* WHAT IS NEEDED
Convert every one of the entries below into a two-column CSV with the header entry_text,answer and one row per entry. Put each field in double quotes, replace line breaks with spaces, and omit the pictures.

Location identification entries
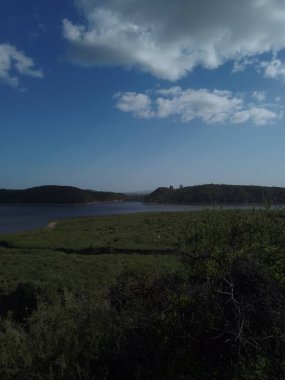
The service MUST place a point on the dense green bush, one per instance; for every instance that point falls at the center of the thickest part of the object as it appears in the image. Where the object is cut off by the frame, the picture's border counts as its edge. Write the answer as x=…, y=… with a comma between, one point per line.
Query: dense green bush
x=221, y=318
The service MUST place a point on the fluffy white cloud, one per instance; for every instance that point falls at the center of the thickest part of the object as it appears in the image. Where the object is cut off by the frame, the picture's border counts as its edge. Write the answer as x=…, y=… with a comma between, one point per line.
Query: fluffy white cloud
x=209, y=106
x=139, y=104
x=169, y=38
x=259, y=95
x=274, y=69
x=14, y=63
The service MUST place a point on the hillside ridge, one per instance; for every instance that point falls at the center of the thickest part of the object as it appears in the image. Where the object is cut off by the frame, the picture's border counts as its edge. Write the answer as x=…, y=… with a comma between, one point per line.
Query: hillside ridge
x=218, y=194
x=57, y=194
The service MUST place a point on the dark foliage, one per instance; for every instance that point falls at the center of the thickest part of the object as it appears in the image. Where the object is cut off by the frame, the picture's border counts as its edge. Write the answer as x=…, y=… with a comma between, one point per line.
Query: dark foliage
x=219, y=194
x=56, y=194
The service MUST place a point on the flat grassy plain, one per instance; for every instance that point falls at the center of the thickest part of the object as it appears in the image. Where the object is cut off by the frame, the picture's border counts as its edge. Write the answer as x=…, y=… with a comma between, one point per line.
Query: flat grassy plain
x=182, y=295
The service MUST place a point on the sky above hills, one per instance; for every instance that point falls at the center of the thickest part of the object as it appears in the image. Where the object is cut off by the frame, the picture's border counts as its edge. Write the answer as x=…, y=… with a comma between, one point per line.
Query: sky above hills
x=128, y=95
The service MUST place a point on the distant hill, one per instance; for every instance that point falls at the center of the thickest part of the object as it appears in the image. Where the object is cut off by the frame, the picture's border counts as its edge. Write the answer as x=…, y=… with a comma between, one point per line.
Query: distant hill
x=218, y=194
x=57, y=194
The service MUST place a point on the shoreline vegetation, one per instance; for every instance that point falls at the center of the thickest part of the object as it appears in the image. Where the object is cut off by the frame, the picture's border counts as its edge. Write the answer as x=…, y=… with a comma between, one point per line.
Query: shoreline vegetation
x=157, y=296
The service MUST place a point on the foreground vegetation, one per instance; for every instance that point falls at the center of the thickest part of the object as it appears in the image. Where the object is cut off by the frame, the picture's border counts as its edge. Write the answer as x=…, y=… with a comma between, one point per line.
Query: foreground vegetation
x=148, y=296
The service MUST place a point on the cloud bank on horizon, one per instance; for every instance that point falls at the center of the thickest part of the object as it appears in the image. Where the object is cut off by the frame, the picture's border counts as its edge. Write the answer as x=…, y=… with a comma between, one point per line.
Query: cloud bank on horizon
x=169, y=39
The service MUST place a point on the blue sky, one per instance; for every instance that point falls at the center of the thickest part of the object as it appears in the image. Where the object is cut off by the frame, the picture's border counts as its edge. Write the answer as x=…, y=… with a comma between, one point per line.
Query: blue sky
x=131, y=95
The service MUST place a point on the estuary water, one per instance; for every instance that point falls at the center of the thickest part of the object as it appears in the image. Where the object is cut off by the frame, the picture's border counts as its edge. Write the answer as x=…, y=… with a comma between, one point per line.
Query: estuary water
x=25, y=217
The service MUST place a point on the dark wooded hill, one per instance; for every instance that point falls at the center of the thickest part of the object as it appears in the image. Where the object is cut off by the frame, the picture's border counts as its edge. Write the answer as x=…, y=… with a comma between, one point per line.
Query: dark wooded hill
x=57, y=194
x=218, y=194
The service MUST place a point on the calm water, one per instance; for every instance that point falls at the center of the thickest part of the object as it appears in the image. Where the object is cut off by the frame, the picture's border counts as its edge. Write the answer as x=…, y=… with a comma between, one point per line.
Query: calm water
x=15, y=218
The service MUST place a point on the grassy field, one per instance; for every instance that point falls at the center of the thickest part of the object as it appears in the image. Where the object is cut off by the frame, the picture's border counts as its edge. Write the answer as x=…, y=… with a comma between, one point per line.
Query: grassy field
x=111, y=297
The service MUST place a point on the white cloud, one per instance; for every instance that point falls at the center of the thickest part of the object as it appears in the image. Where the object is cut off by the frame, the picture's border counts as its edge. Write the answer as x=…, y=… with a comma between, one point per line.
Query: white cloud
x=274, y=69
x=14, y=63
x=170, y=38
x=209, y=106
x=138, y=104
x=259, y=95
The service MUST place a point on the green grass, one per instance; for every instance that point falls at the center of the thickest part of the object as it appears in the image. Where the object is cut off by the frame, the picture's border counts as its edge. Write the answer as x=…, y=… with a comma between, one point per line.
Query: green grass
x=102, y=298
x=39, y=255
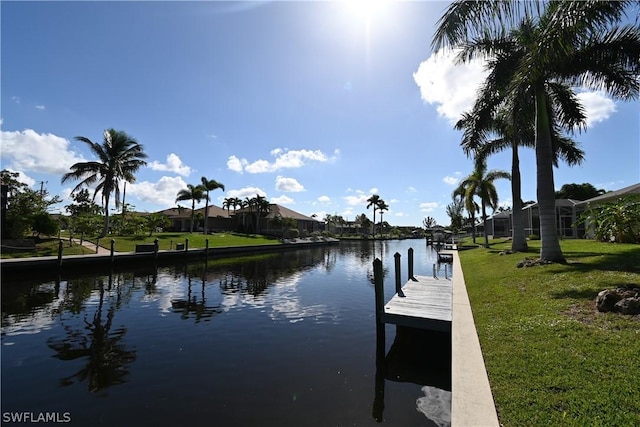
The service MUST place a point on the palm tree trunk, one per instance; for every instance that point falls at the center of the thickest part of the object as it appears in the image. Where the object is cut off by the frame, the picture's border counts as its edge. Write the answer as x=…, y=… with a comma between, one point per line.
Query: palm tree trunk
x=193, y=212
x=206, y=214
x=105, y=229
x=550, y=244
x=484, y=222
x=518, y=238
x=473, y=228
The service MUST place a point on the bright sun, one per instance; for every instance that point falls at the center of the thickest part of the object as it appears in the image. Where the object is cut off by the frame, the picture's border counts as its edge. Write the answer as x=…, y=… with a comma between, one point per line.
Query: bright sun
x=366, y=10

* EXERCISE ANSWER
entry_text,answer
"The service MUST place a point on the dense green bush, one per instance; for every instance that point falls at the center of the thickest part of the object as it appears in the image. Where the object is cut off by the frame, the picture's border counts as its edge. Write the answer as x=…, y=… with a comma between, one point per line. Query: dense green bush","x=221, y=318"
"The service MUST place a point on the fluffy white cloud, one per instance; for every instance that point falls at the center of the thickest part of the object as it appears in the image. Where the object is cut off by the frame, the picture's border counts as its edge. Write the answer as x=…, y=… with a comma between, one point per line. Query: fluffy white cloud","x=209, y=106 x=139, y=104 x=169, y=38 x=259, y=95 x=274, y=69 x=14, y=63"
"The service MUST place a point on the hillside ridge, one per instance; for every instance that point falls at the center of the thickest part of the object as it appears in the image. Where the object is cut off by the frame, the picture's border counts as its edge. Write the answer as x=…, y=… with a comma between, one point per line. Query: hillside ridge","x=218, y=194 x=57, y=194"
"The service MUST place a point on the dark foliage, one per instance; for every instance that point falls at the center of the thickest part of the object as it appears in the image. Where the object is cut off by the frame, the picture's border counts as its edge. Write the answer as x=…, y=… with a comma between, one point per line. Query: dark foliage","x=219, y=194 x=56, y=194"
"The service MUST place a point on the flat grassy plain, one per instance; for every instance that point falls at the center of the thickest part of the object as it appears in the image. Where the object is cut off by the frame, the picture's border counts as its edge. Write the answer as x=…, y=… with a comma between, one point per line. Query: flat grassy plain","x=182, y=295"
"The service MUST place a point on the sky above hills, one per instance; for every instance that point falls at the center of the thickest part of the object as it appears in the image. Where the object is cut off by the frame, the picture's border counts as its edge. Write the answer as x=…, y=… with a comma between, one point per line. Query: sky above hills","x=128, y=95"
"The service MUST place a point on the distant hill, one per instance; for every instance that point falls at the center of the thickest part of the object as it appears in the image. Where the object is cut off by the frame, the picture's border counts as its edge. Write the answer as x=…, y=… with a comma between, one point per line. Query: distant hill","x=218, y=194 x=57, y=194"
"The service MUST place a point on the shoreline vegetation, one per instance; for every instance that point falls at the center of the thickest part of the object as it appears in the image. Where the object is cut off by the frame, the picture's border counts as its edge. Write the answer as x=…, y=… with a comma between, one point per line. Query: shoreline vegetation","x=157, y=296"
"The service MUST place a point on the foreground vegetation, one per instance; for every instance that point falls at the center of the thickest part of the object as it appears in the image. Where the object is cut off by the frame, the picture's border counts as its edge. Write the answer as x=…, y=… with a comma between, one point per line. Query: foreground vegetation","x=148, y=296"
"The service MUST place a point on the cloud bank on horizon, one per instance; for every instance that point falls at the center of the thickest part of the object as it appears in the image. Where the object is cut off by the frame, the picture's border counts as its edge. Write the answer as x=…, y=… with a comma between, one point per line. Query: cloud bank on horizon","x=169, y=39"
"The service MUST place a point on the blue sky, one per instance; for every instance that point falls at the center of the thickest part of the object as it appears in the image. Where the object is cut off by the frame, the picture's border counts as its edge. Write the answer as x=…, y=… with a comma between, one point per line. Query: blue sky","x=131, y=95"
"The service MUST place a point on the estuary water, one per instance; for every instance that point falls at the center of the thickest part of the object as it appears in the image. Where the object is cut off by the frame, the picture's border counts as its edge. Write the answer as x=…, y=… with a comma between, one point per line. Query: estuary water","x=25, y=217"
"The service MUST place a point on the dark wooded hill, one per instance; for every instance that point falls at the center of the thickest part of the object as it appears in the image. Where the object is cut off by the frame, the picture's border counts as its edge. Write the answer as x=…, y=… with a comma between, one point per line. Query: dark wooded hill","x=57, y=194 x=218, y=194"
"The service MUST place a point on the calm water, one per instance; for every instance that point falls at the center of the thickest part of the object as it appears in the image. Where the object is cut off by the frame, the picture's border counts as its edge. Write the answer as x=…, y=… with a comma between, one point per line. Query: calm water","x=15, y=218"
"The service MUST place a point on the grassy field, one per instance; for every instance that point falls at the center of the thickest part of the object as it appears in the image. Where the object is cut off by the frame, the picture's border counts as its edge. Write the answer as x=…, y=… with a comma between, one point per line. Query: grassy field","x=111, y=297"
"The service MUST place a point on the white cloud, one per instance; for every instance that point falls at the center of the thickest part of the object as it appears in the image. Where the object is cut off by the frame, the picture's border counts as its edge. Write the answer as x=…, y=… with a comma between, one point per line. Query: white cloud","x=274, y=69 x=14, y=63 x=170, y=38 x=209, y=106 x=138, y=104 x=259, y=95"
"The service MUST place a point on the green grass, one per instance; for every instance that point falls at the center of the thickest part of the object as it appears in the image. Where the object is cut off by the frame, the picture's border counts as its edge. Write the answer as x=…, y=… with a comma between, one point per line. Query: green grass","x=102, y=298 x=39, y=255"
"The service MUST place a point on the palm tree trunk, one per instance; for every instance that point falls at the center of the thickest part of the object as it appears in the image. Where the object is cut off by the frame, the picture's border counts as its edge. Write the answer as x=…, y=… with a comma between, one point per line. Query: palm tree trunk","x=193, y=212 x=206, y=214 x=105, y=229 x=550, y=244 x=484, y=222 x=518, y=238 x=473, y=228"
"The service MUST place a point on the bright sun, one per instance; for every instance that point falls at the center of the thickest part of the object as it appears in the image. Where the object is cut off by the frame, the picture's border counts as its edge. Write the answer as x=…, y=… with a comma between, one point per line. Query: bright sun","x=366, y=10"